Tally the lines of the records below that contain the word "black", and reply with only that number.

━━━ MATERIAL PROVIDED ━━━

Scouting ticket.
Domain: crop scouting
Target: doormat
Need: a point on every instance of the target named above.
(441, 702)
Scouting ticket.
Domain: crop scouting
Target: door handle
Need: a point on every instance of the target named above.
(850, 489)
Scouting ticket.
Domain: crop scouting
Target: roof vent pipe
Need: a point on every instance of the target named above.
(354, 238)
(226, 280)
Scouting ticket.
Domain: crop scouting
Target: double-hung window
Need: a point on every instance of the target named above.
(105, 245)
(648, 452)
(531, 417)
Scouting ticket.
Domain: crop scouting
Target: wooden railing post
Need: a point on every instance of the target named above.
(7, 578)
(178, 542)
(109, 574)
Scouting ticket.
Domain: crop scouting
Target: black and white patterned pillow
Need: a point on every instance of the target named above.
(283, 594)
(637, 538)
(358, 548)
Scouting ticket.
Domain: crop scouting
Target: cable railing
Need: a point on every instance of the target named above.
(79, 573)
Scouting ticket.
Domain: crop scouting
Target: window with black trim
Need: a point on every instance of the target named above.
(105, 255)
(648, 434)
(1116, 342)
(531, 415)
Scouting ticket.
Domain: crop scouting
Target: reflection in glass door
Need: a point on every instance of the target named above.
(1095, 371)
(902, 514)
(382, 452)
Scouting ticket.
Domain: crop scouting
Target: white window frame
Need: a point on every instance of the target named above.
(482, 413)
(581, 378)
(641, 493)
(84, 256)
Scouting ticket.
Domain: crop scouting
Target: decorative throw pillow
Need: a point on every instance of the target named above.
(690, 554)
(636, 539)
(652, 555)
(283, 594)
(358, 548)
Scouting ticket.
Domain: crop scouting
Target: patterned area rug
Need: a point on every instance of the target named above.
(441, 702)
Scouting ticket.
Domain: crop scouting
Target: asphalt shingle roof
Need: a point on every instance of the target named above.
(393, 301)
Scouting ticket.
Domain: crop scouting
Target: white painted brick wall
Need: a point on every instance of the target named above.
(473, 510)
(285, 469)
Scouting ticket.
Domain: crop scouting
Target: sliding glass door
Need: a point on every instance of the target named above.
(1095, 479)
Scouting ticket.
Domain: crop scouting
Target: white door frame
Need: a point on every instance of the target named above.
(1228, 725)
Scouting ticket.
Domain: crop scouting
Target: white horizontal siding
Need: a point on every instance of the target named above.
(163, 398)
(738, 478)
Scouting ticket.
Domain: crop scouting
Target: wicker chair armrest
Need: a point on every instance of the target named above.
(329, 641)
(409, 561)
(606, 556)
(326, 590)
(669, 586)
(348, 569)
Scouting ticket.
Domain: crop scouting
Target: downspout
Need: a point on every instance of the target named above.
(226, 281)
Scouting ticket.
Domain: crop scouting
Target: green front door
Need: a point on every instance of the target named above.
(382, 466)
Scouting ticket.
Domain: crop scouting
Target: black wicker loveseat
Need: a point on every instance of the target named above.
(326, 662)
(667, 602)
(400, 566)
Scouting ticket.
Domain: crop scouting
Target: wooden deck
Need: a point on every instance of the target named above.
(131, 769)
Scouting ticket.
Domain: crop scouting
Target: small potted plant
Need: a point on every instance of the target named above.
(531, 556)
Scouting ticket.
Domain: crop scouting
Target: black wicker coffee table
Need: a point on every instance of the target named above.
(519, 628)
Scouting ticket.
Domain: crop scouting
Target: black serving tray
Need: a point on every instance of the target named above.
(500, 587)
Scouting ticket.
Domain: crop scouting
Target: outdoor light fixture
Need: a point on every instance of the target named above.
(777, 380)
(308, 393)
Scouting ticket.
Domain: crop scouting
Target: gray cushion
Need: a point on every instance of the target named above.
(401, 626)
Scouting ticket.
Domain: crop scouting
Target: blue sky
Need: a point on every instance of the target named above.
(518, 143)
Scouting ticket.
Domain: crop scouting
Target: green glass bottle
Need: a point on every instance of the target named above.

━━━
━━━ MATERIAL PROVIDED ━━━

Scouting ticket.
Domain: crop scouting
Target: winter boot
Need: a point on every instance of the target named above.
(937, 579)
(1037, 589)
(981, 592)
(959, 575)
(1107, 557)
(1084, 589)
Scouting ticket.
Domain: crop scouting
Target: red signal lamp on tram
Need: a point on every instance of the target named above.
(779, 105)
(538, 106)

━━━

> **COMPLETE OUTPUT**: 5